EXERCISE AIM: Pictures should be excluded; otherwise, copy every entry exactly.

STORED DATA START

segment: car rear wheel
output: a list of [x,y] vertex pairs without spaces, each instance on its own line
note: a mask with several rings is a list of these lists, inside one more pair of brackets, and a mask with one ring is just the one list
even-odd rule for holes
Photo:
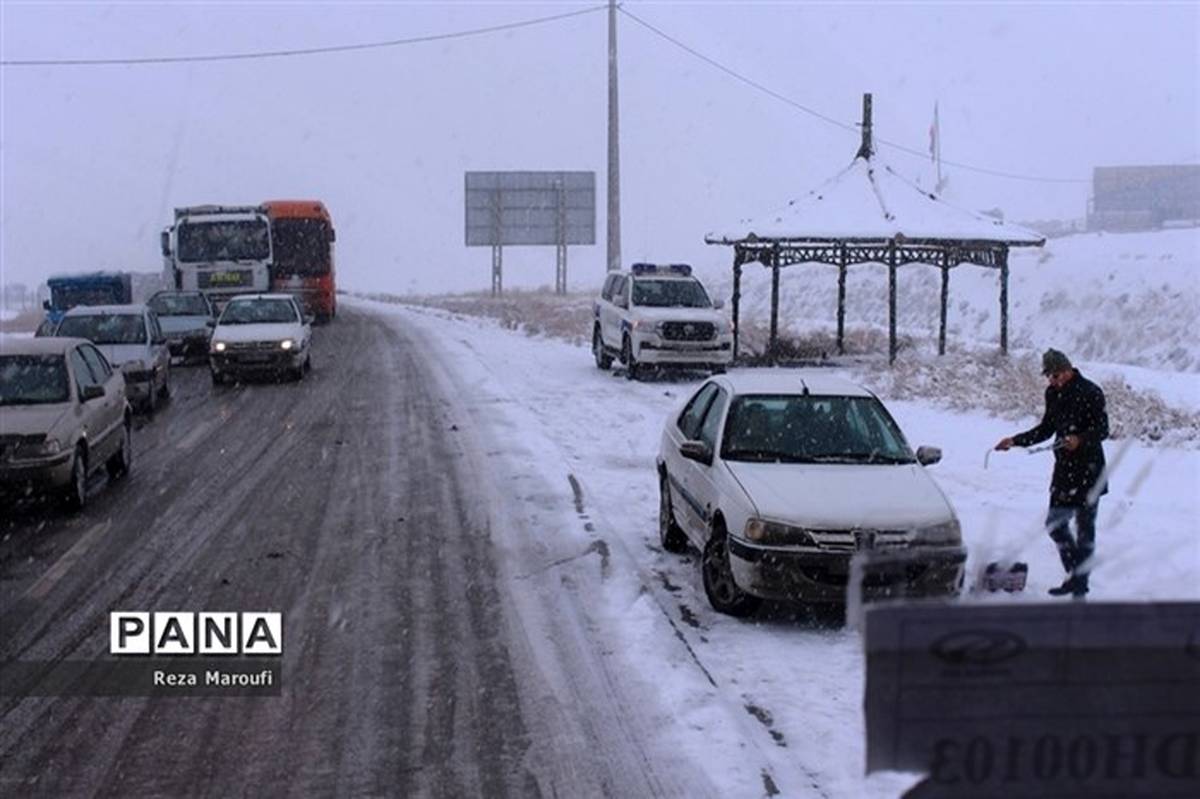
[[210,373],[212,374],[212,384],[214,386],[225,385],[225,375],[221,374],[216,369],[210,370]]
[[87,453],[83,447],[76,447],[75,457],[71,461],[71,482],[63,493],[68,510],[83,510],[87,504],[87,478]]
[[596,368],[607,370],[612,366],[613,358],[604,349],[604,337],[600,335],[600,325],[592,330],[592,355],[596,358]]
[[714,531],[705,544],[700,573],[704,578],[704,593],[717,612],[749,616],[762,604],[761,599],[747,594],[734,582],[733,569],[729,565],[729,537],[724,531]]
[[110,480],[119,480],[129,474],[129,467],[133,465],[133,432],[129,420],[125,420],[123,429],[121,430],[121,448],[113,453],[113,456],[108,459],[105,466],[108,468],[108,478]]
[[658,541],[667,552],[687,551],[687,535],[675,522],[675,509],[671,507],[671,484],[665,472],[658,478]]

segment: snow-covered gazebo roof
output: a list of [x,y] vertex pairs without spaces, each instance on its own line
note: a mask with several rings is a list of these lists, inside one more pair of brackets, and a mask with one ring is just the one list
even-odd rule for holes
[[1041,246],[1031,230],[951,205],[877,157],[858,157],[823,185],[756,219],[709,233],[709,244],[740,242],[987,242]]
[[946,305],[950,270],[975,264],[1000,271],[1000,349],[1008,351],[1008,250],[1040,247],[1045,238],[1018,225],[946,202],[907,180],[875,156],[871,141],[871,95],[863,95],[862,146],[854,160],[822,185],[783,208],[742,220],[704,237],[733,247],[734,358],[742,267],[759,262],[771,269],[773,360],[779,327],[779,272],[801,263],[838,267],[838,351],[843,351],[846,268],[880,263],[888,267],[888,356],[896,357],[896,268],[919,263],[942,271],[938,352],[946,351]]

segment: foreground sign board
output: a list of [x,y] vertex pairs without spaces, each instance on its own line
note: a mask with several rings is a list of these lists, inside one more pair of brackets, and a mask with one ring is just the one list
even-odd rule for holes
[[468,247],[596,243],[595,172],[467,172]]
[[906,797],[1200,797],[1200,603],[880,605],[864,642]]

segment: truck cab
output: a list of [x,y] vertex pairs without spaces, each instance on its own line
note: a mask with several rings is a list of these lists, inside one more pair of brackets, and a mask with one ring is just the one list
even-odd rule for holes
[[133,279],[128,272],[87,272],[55,275],[46,281],[50,299],[42,303],[46,318],[35,335],[54,334],[67,311],[77,305],[124,305],[133,302]]
[[167,285],[202,291],[218,307],[270,287],[271,232],[262,206],[176,208],[161,245]]

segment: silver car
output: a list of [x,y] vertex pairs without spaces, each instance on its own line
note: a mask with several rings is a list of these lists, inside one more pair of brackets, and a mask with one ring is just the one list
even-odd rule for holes
[[172,357],[207,359],[217,312],[204,292],[160,291],[146,304],[158,316]]
[[158,316],[145,305],[76,306],[56,336],[85,338],[125,377],[129,401],[153,413],[171,395],[171,353]]
[[61,492],[87,502],[88,477],[117,479],[133,459],[125,379],[77,338],[0,337],[0,493]]

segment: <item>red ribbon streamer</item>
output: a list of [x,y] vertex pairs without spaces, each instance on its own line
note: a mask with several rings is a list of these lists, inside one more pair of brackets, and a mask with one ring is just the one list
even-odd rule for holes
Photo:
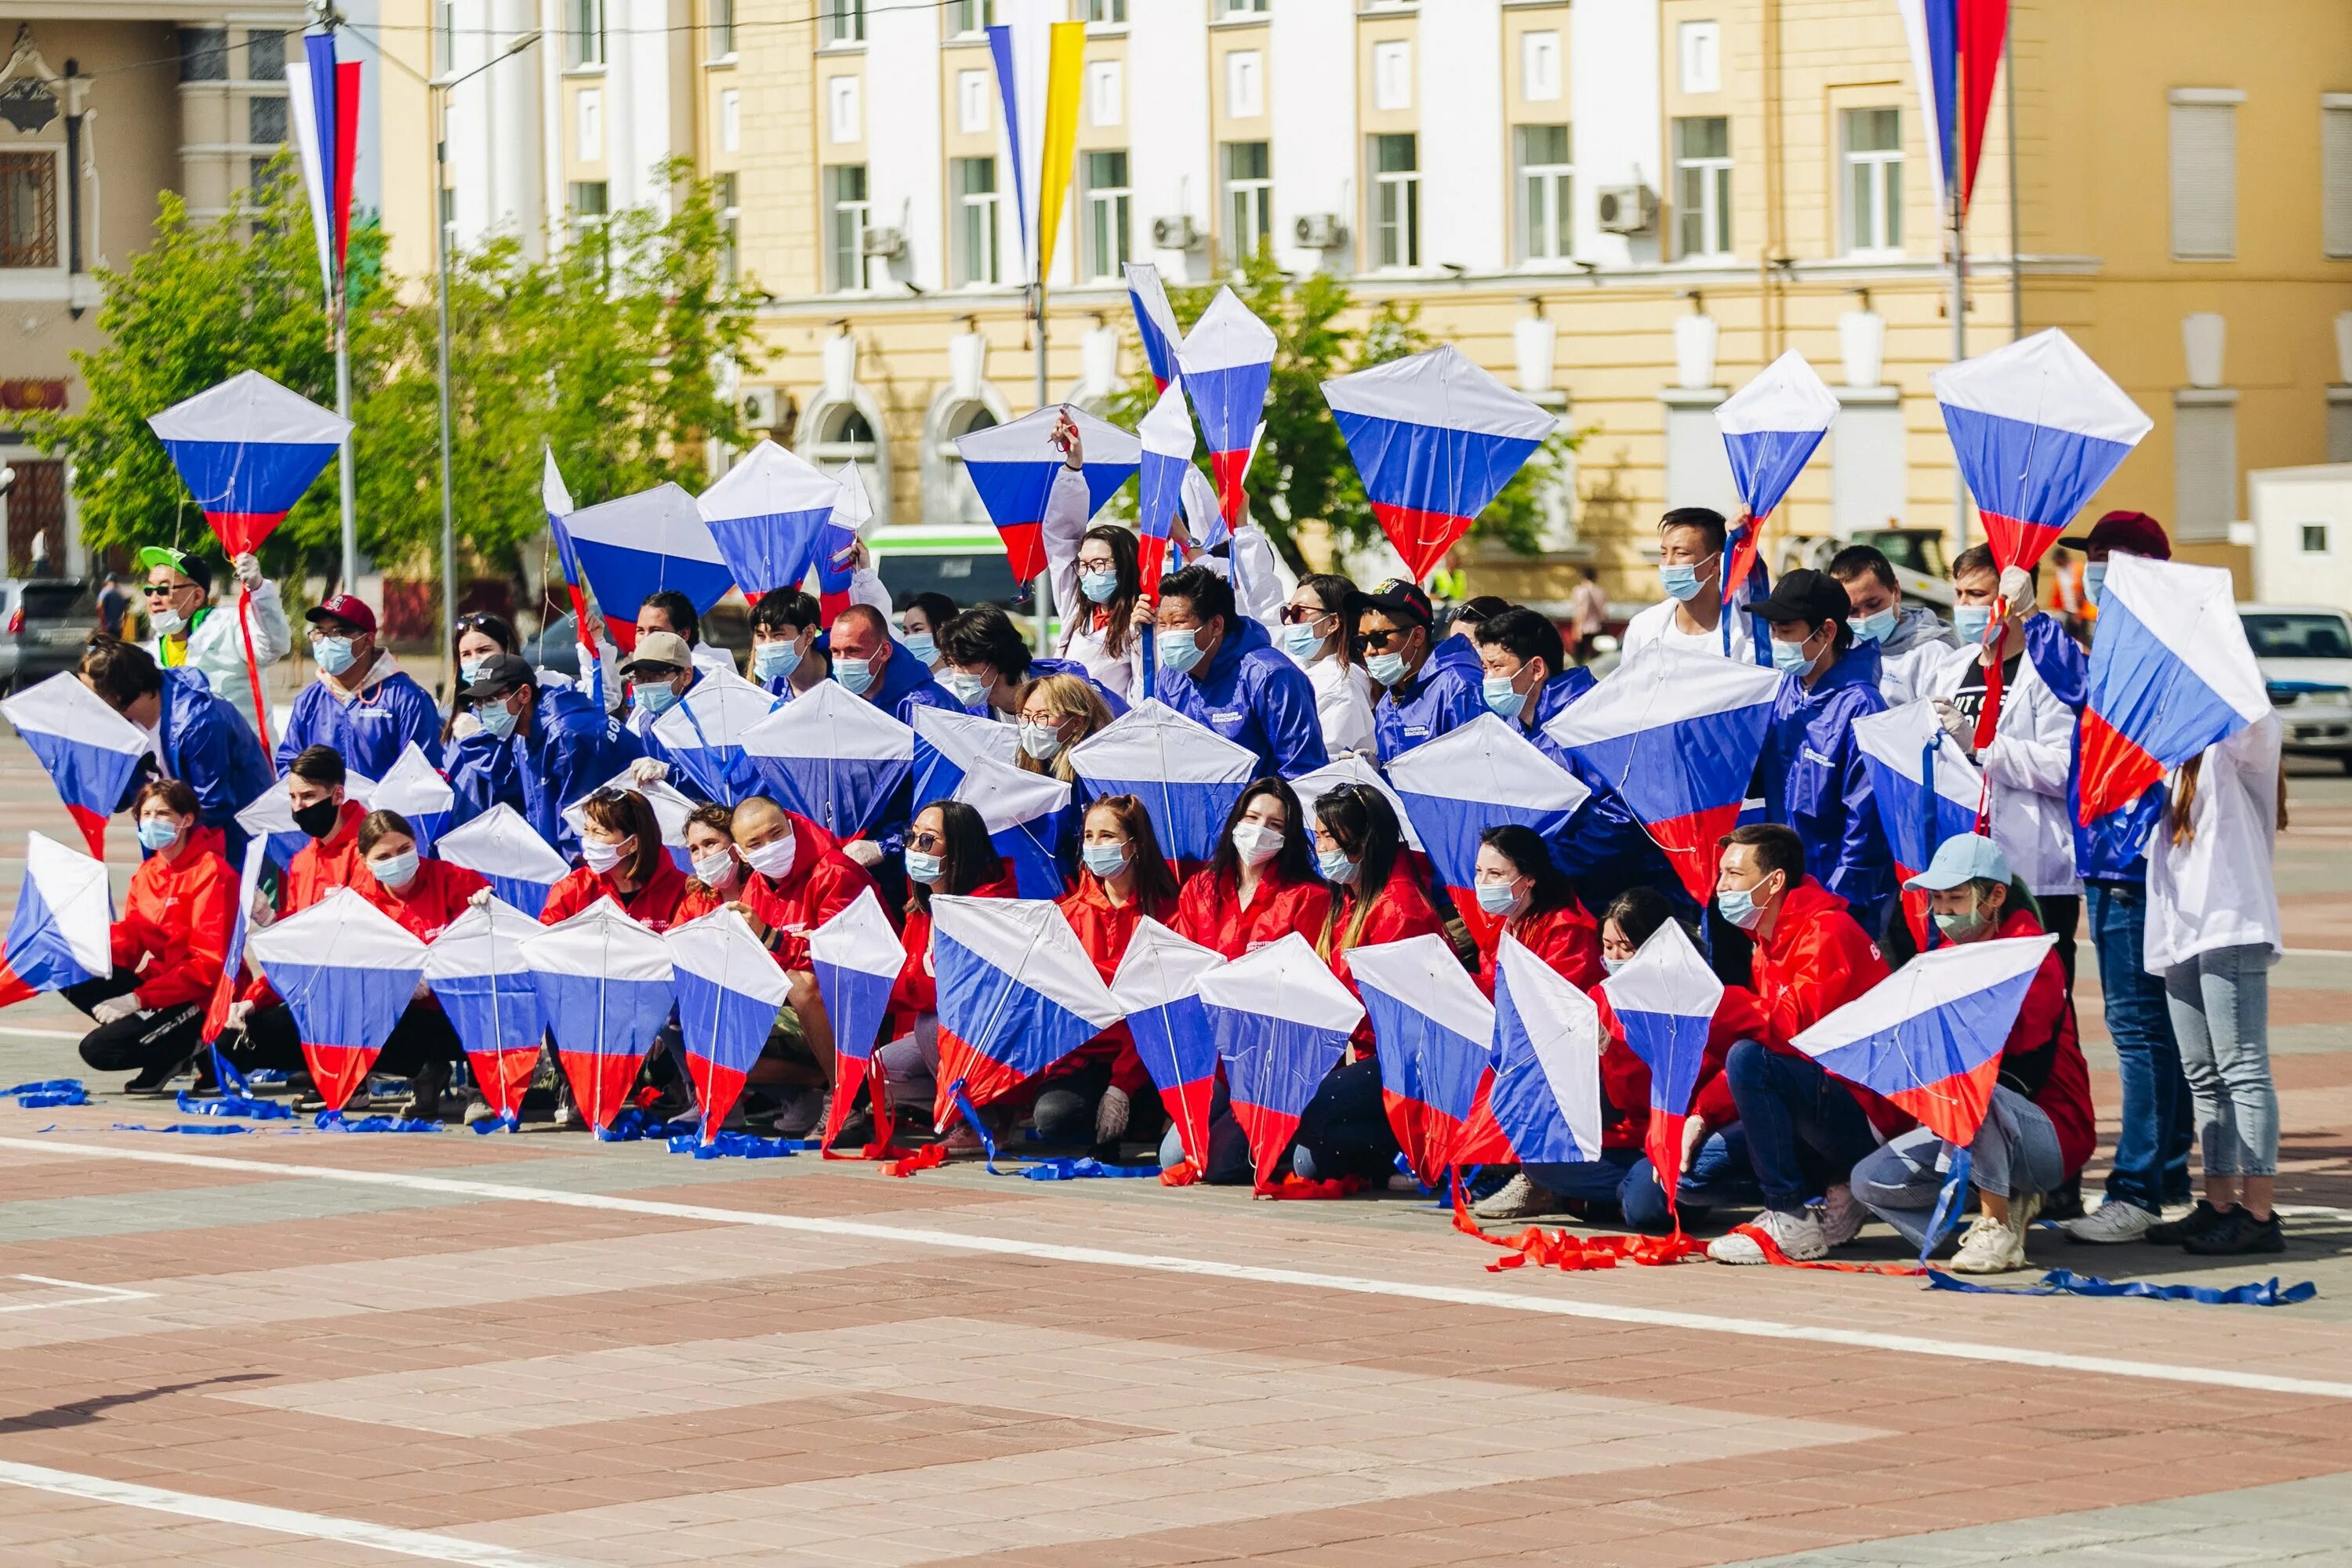
[[1685,1258],[1699,1255],[1705,1248],[1698,1238],[1685,1236],[1677,1227],[1668,1236],[1570,1236],[1564,1230],[1548,1231],[1531,1225],[1517,1236],[1489,1236],[1478,1227],[1464,1201],[1462,1179],[1454,1179],[1454,1228],[1465,1236],[1475,1236],[1490,1247],[1499,1247],[1510,1256],[1486,1265],[1486,1272],[1499,1274],[1507,1268],[1519,1268],[1528,1264],[1552,1268],[1570,1274],[1580,1274],[1594,1268],[1614,1268],[1620,1263],[1637,1264],[1645,1268],[1679,1263]]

STORED DATA END

TASK ANSWER:
segment: car rear wheel
output: a list of [x,y] vertex pairs without spaces, each instance on its own line
note: a mask with several rings is a list of these lists, inside one more pair of brackets, and a mask with one ring is just the one list
even-odd rule for holes
Photo:
[[210,373],[212,374],[212,384],[214,386],[225,385],[225,375],[221,374],[216,369],[210,370]]
[[87,453],[83,447],[76,447],[75,457],[71,461],[71,482],[63,493],[68,510],[83,510],[87,504],[87,478]]
[[596,368],[607,370],[612,366],[613,358],[604,349],[604,337],[600,335],[600,325],[592,330],[592,355],[596,358]]
[[714,531],[705,544],[700,573],[704,578],[704,593],[717,612],[749,616],[762,604],[761,599],[747,594],[734,582],[733,569],[729,565],[729,537],[724,531]]
[[110,480],[119,480],[129,474],[129,467],[133,465],[133,432],[129,420],[125,420],[123,429],[121,430],[121,448],[113,453],[113,456],[108,459],[105,466],[108,468],[108,478]]
[[658,541],[667,552],[687,551],[687,535],[675,522],[675,509],[671,507],[671,484],[665,472],[658,478]]

segment: snow-covered gazebo roof
output: a list of [x,y] vertex pairs without spaces, each instance on its own line
note: a mask with several rings is a list of these lists, inside one more pair of brackets, and a mask with one ring is just the one list
even-odd rule for holes
[[1041,246],[1031,230],[951,205],[877,157],[858,157],[823,185],[756,219],[709,233],[709,244],[740,242],[987,242]]
[[946,305],[950,270],[975,264],[1000,271],[1000,349],[1008,351],[1008,250],[1040,247],[1045,238],[1018,225],[946,202],[907,180],[875,156],[871,141],[871,95],[863,95],[862,146],[854,160],[822,185],[783,208],[742,220],[704,237],[733,247],[734,358],[742,267],[759,262],[771,269],[773,360],[779,327],[779,272],[801,263],[838,267],[838,351],[843,351],[846,268],[880,263],[888,267],[888,356],[896,357],[896,268],[919,263],[942,271],[938,352],[946,351]]

segment: foreground sign board
output: a list of [x,y] vertex pairs without spaces, each instance on its own line
note: a mask with several rings is a list of these lists, inside one more pair of brackets, and a mask with one ring is just the one list
even-odd rule for holes
[[468,247],[596,243],[595,172],[467,172]]
[[906,797],[1200,797],[1200,603],[880,605],[864,642]]

segment: truck cab
output: a list of [x,y] vertex pairs without spaces, each instance on its own line
note: a mask with several rings is a list of these lists, inside one more pair of brackets, and a mask with one ring is just the one list
even-odd rule for holes
[[133,279],[128,272],[87,272],[55,275],[46,281],[50,299],[42,303],[46,318],[35,335],[54,334],[67,311],[77,305],[124,305],[133,302]]
[[167,285],[202,291],[218,307],[270,287],[271,232],[262,206],[176,208],[161,245]]

segment: silver car
output: a list of [x,y] vertex pairs without spaces, each instance on its own line
note: a mask with several rings is a list of these lists, inside one more pair of brackets, and a mask with one ring is just the one list
even-odd rule for holes
[[172,357],[207,359],[217,312],[204,292],[160,291],[146,304],[158,316]]
[[158,316],[145,305],[76,306],[56,336],[85,338],[125,377],[129,401],[153,413],[171,395],[171,353]]
[[61,492],[87,502],[88,477],[117,479],[133,459],[125,379],[77,338],[0,337],[0,493]]

segment: <item>red ribbon streamer</item>
output: a list of [x,y] vertex pairs without spaces, each instance on its own line
note: a mask with several rings is a list of these lists, inside one more pair of brackets, and a mask with one ring is just the one list
even-odd rule for holes
Photo:
[[1685,1258],[1699,1255],[1705,1248],[1698,1238],[1685,1236],[1677,1227],[1668,1236],[1570,1236],[1564,1230],[1548,1231],[1531,1225],[1517,1236],[1489,1236],[1478,1227],[1464,1201],[1462,1179],[1454,1179],[1454,1228],[1465,1236],[1475,1236],[1490,1247],[1499,1247],[1510,1256],[1486,1265],[1486,1272],[1499,1274],[1507,1268],[1519,1268],[1528,1264],[1552,1268],[1570,1274],[1580,1274],[1594,1268],[1614,1268],[1620,1263],[1637,1264],[1645,1268],[1679,1263]]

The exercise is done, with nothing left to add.